--- The problem ---
The records below are to be set down again exactly, with the pictures left out.

Items from a data source
# # # # #
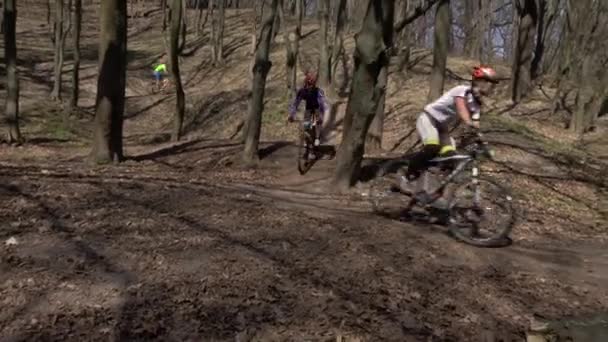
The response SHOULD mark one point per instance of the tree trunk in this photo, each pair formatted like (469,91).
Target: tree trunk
(11,108)
(324,62)
(376,130)
(337,49)
(183,28)
(276,25)
(219,50)
(176,26)
(110,100)
(540,44)
(404,39)
(58,59)
(522,59)
(440,50)
(163,4)
(261,68)
(76,70)
(2,19)
(293,47)
(473,28)
(371,55)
# # # # #
--- Expected answer ---
The response SHOULD mark one point per instance of the tree trunk in this photo, each pair formatted like (469,91).
Target: tree trunk
(11,108)
(324,62)
(376,130)
(337,49)
(183,28)
(276,25)
(219,50)
(176,26)
(110,100)
(540,44)
(404,39)
(58,59)
(522,59)
(440,50)
(163,4)
(261,68)
(76,70)
(2,19)
(293,47)
(473,28)
(371,55)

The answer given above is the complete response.